═════ Data under study

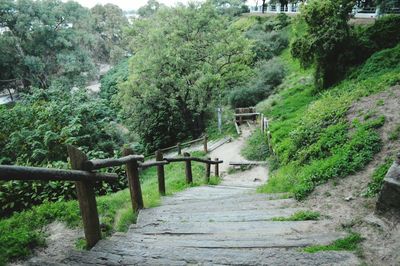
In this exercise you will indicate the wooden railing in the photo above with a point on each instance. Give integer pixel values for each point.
(179, 145)
(82, 173)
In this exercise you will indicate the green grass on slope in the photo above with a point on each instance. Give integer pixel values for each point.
(312, 138)
(300, 216)
(349, 243)
(23, 231)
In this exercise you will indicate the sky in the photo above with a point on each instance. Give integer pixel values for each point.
(132, 4)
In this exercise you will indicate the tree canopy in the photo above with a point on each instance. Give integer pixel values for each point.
(185, 59)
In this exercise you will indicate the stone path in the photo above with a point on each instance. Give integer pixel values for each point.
(228, 224)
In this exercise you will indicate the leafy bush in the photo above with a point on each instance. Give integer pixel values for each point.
(349, 243)
(35, 131)
(300, 216)
(23, 231)
(269, 74)
(311, 135)
(375, 186)
(110, 81)
(267, 44)
(256, 147)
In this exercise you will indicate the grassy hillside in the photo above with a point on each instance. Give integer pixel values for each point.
(312, 137)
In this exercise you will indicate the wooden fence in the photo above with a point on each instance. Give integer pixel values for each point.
(179, 145)
(83, 174)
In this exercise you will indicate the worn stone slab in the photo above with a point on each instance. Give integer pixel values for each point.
(261, 228)
(218, 225)
(196, 256)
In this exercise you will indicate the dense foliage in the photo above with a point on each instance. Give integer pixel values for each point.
(51, 42)
(268, 75)
(36, 131)
(334, 46)
(186, 58)
(312, 137)
(22, 232)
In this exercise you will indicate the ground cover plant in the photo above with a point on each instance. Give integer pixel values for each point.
(22, 231)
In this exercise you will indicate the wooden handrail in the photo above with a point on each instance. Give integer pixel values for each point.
(195, 159)
(85, 179)
(150, 164)
(103, 163)
(12, 172)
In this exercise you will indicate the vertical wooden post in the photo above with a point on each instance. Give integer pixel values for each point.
(86, 198)
(216, 168)
(205, 143)
(188, 169)
(160, 174)
(208, 171)
(132, 174)
(178, 146)
(262, 123)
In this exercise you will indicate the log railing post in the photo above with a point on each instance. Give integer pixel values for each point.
(179, 148)
(208, 171)
(217, 168)
(86, 198)
(132, 173)
(160, 173)
(205, 143)
(188, 169)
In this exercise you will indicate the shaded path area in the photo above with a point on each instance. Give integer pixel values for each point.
(228, 224)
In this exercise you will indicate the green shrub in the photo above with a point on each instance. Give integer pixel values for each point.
(300, 216)
(22, 231)
(375, 186)
(269, 74)
(256, 148)
(48, 120)
(267, 44)
(349, 243)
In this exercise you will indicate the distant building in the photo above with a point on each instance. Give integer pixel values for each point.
(362, 8)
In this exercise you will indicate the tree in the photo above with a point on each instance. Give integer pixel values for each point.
(324, 44)
(149, 9)
(231, 7)
(48, 41)
(186, 58)
(109, 22)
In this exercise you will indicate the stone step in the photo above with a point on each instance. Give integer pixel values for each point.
(253, 228)
(222, 216)
(142, 255)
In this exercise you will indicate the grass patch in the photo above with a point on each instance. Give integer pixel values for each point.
(349, 243)
(300, 216)
(395, 134)
(311, 135)
(22, 232)
(375, 186)
(256, 148)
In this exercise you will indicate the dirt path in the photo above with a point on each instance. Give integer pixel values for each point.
(228, 224)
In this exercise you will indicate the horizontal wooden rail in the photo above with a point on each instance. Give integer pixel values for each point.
(11, 172)
(102, 163)
(179, 145)
(195, 159)
(246, 114)
(151, 164)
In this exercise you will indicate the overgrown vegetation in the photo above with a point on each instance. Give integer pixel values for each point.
(23, 231)
(269, 40)
(256, 148)
(349, 243)
(334, 46)
(311, 135)
(170, 92)
(48, 121)
(299, 216)
(375, 186)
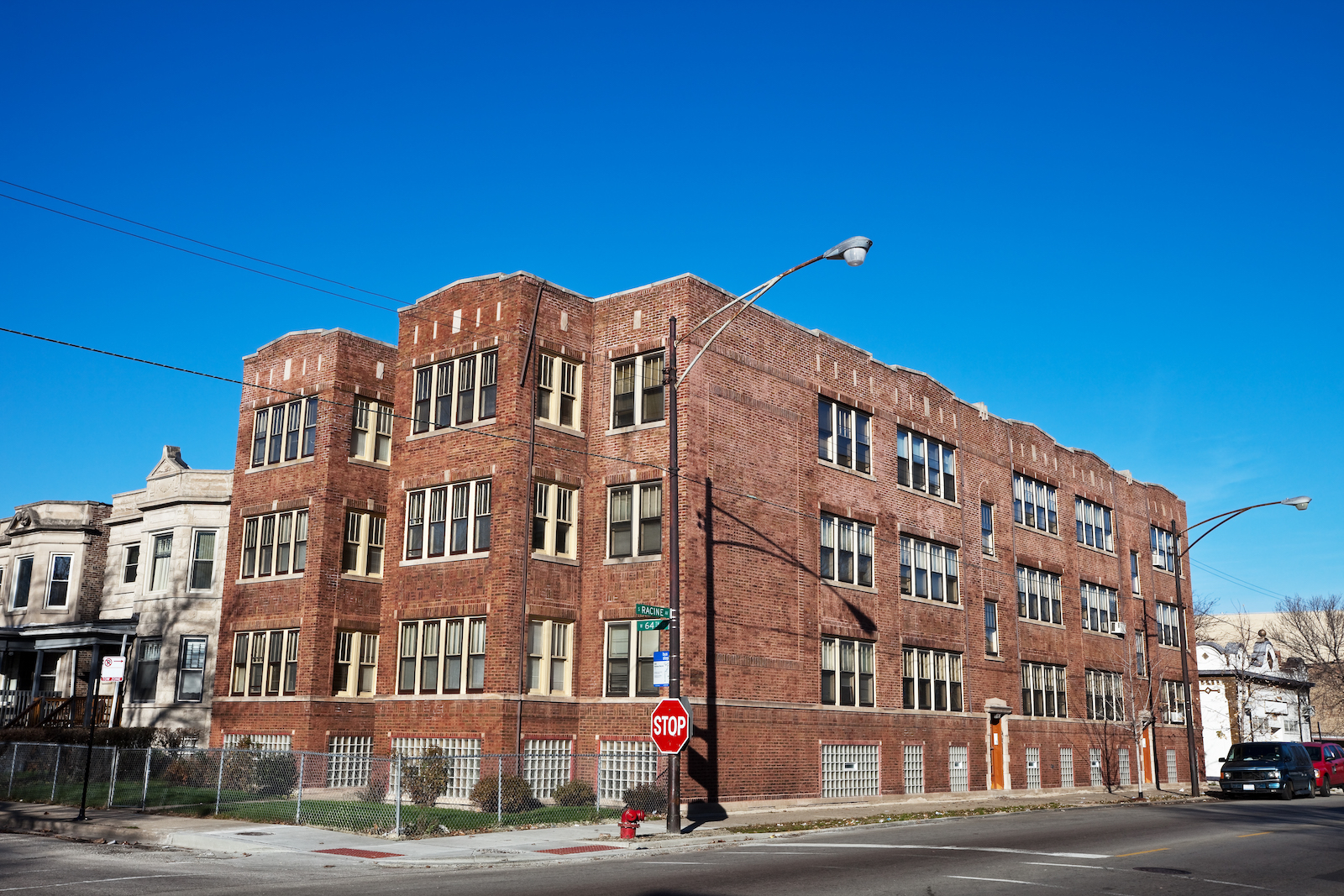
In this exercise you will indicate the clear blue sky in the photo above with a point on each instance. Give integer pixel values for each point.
(1120, 222)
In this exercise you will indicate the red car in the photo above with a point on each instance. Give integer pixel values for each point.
(1328, 761)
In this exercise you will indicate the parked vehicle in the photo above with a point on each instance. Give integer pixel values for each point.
(1280, 768)
(1328, 761)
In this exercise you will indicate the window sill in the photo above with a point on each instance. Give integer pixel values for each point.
(551, 558)
(638, 427)
(279, 466)
(651, 558)
(456, 427)
(449, 558)
(255, 579)
(931, 602)
(839, 468)
(847, 586)
(564, 430)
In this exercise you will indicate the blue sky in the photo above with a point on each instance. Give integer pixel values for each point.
(1120, 222)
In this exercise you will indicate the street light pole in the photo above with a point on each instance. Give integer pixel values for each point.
(1300, 503)
(853, 251)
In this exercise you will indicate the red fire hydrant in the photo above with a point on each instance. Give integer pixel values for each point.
(631, 820)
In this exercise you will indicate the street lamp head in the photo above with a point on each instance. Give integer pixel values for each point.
(853, 250)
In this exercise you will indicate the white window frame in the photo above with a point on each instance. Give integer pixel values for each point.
(844, 436)
(559, 391)
(554, 520)
(433, 652)
(839, 653)
(443, 385)
(293, 550)
(457, 512)
(927, 465)
(932, 567)
(550, 649)
(840, 537)
(371, 432)
(643, 391)
(1095, 524)
(1027, 495)
(640, 547)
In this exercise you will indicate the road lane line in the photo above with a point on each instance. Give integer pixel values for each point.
(974, 849)
(1005, 880)
(76, 883)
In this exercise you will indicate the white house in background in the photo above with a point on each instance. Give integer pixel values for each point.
(1250, 694)
(165, 564)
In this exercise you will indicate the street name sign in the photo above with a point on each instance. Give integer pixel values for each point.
(669, 726)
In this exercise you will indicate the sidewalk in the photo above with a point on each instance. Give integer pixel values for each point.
(550, 844)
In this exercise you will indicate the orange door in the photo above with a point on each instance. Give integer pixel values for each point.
(996, 754)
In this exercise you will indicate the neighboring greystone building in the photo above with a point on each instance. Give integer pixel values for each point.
(165, 570)
(1250, 694)
(51, 636)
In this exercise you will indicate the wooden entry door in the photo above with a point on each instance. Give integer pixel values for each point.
(996, 754)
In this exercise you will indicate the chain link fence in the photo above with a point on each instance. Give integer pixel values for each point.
(423, 790)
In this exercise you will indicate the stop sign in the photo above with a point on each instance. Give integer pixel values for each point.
(669, 726)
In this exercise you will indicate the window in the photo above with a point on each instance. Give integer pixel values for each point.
(549, 656)
(448, 394)
(203, 562)
(1093, 523)
(846, 551)
(371, 434)
(932, 680)
(1105, 698)
(1173, 703)
(847, 672)
(622, 506)
(929, 570)
(443, 656)
(265, 663)
(1168, 625)
(363, 548)
(620, 663)
(58, 589)
(459, 520)
(991, 629)
(275, 544)
(192, 669)
(1038, 595)
(844, 436)
(355, 672)
(1099, 605)
(558, 391)
(553, 520)
(131, 564)
(286, 432)
(1164, 555)
(638, 390)
(927, 465)
(1034, 504)
(22, 584)
(1043, 691)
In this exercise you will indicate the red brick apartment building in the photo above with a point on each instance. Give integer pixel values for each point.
(885, 587)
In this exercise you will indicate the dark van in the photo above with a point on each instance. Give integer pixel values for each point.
(1268, 768)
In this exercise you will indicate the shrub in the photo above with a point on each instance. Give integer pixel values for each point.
(575, 793)
(512, 792)
(648, 797)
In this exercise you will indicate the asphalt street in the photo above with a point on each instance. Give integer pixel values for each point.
(1242, 846)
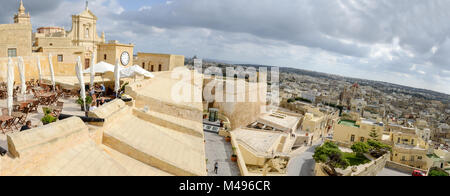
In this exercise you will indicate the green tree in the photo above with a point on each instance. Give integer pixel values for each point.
(330, 154)
(378, 149)
(435, 171)
(360, 148)
(373, 134)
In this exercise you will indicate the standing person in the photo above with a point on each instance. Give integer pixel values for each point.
(103, 89)
(27, 126)
(216, 167)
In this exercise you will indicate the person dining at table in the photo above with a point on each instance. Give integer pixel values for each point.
(27, 126)
(103, 90)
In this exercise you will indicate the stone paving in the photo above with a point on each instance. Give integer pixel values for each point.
(392, 172)
(220, 151)
(302, 164)
(70, 108)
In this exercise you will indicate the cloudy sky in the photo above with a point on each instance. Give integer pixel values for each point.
(403, 41)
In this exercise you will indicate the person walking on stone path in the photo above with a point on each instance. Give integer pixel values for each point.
(216, 167)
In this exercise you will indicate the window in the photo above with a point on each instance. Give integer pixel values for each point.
(60, 58)
(12, 52)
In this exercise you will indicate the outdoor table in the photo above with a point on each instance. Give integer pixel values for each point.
(19, 116)
(4, 119)
(47, 94)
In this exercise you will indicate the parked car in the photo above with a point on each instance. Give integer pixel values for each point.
(418, 173)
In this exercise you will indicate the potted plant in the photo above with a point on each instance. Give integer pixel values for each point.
(88, 102)
(48, 118)
(234, 156)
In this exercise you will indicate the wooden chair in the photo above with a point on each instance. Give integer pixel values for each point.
(1, 127)
(24, 117)
(34, 106)
(9, 124)
(5, 111)
(59, 108)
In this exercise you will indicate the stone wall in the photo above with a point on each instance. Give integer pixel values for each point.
(168, 62)
(373, 168)
(16, 36)
(31, 70)
(402, 168)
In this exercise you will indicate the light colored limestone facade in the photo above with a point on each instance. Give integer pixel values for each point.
(409, 148)
(159, 62)
(131, 141)
(112, 51)
(15, 39)
(349, 132)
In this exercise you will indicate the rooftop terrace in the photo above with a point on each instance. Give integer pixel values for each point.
(348, 123)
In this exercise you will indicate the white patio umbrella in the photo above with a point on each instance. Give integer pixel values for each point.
(92, 69)
(79, 70)
(10, 85)
(52, 73)
(23, 88)
(117, 78)
(39, 68)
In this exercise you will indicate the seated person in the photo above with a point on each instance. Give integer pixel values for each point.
(103, 89)
(27, 126)
(93, 107)
(91, 92)
(100, 101)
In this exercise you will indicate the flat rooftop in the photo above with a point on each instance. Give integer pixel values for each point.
(348, 123)
(160, 88)
(260, 141)
(279, 120)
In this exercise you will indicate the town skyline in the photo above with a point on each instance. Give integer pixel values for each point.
(382, 48)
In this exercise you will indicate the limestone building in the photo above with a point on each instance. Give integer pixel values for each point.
(113, 50)
(82, 40)
(159, 62)
(15, 39)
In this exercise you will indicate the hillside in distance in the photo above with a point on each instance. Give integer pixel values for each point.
(385, 87)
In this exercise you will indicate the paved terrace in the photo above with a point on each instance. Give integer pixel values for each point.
(70, 108)
(220, 151)
(131, 141)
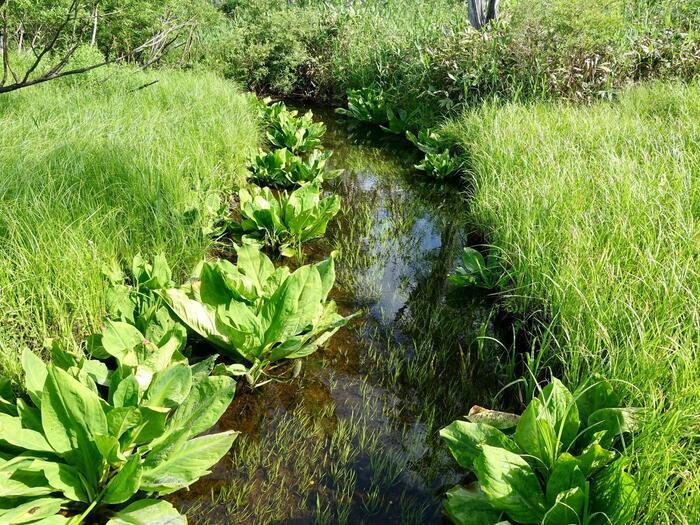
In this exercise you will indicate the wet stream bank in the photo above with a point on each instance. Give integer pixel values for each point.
(354, 438)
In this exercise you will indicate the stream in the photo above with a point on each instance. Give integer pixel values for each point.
(354, 439)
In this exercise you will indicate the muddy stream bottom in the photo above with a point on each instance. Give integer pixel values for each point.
(354, 438)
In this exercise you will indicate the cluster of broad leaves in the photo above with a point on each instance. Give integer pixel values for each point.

══════════

• Assignment
Find "In this exercise you will indicate the muddy" in the records above. Repeat its line and every later line exactly, through the last one.

• Solution
In this exercise you will indicate the muddy stream bottom in the photo above with a point on each instance. Give integer pixel values for each point.
(354, 438)
In this exercise you will indicate the cluster of broad leaves in the photo above with a point on each instance. Give integer pixel values for each point.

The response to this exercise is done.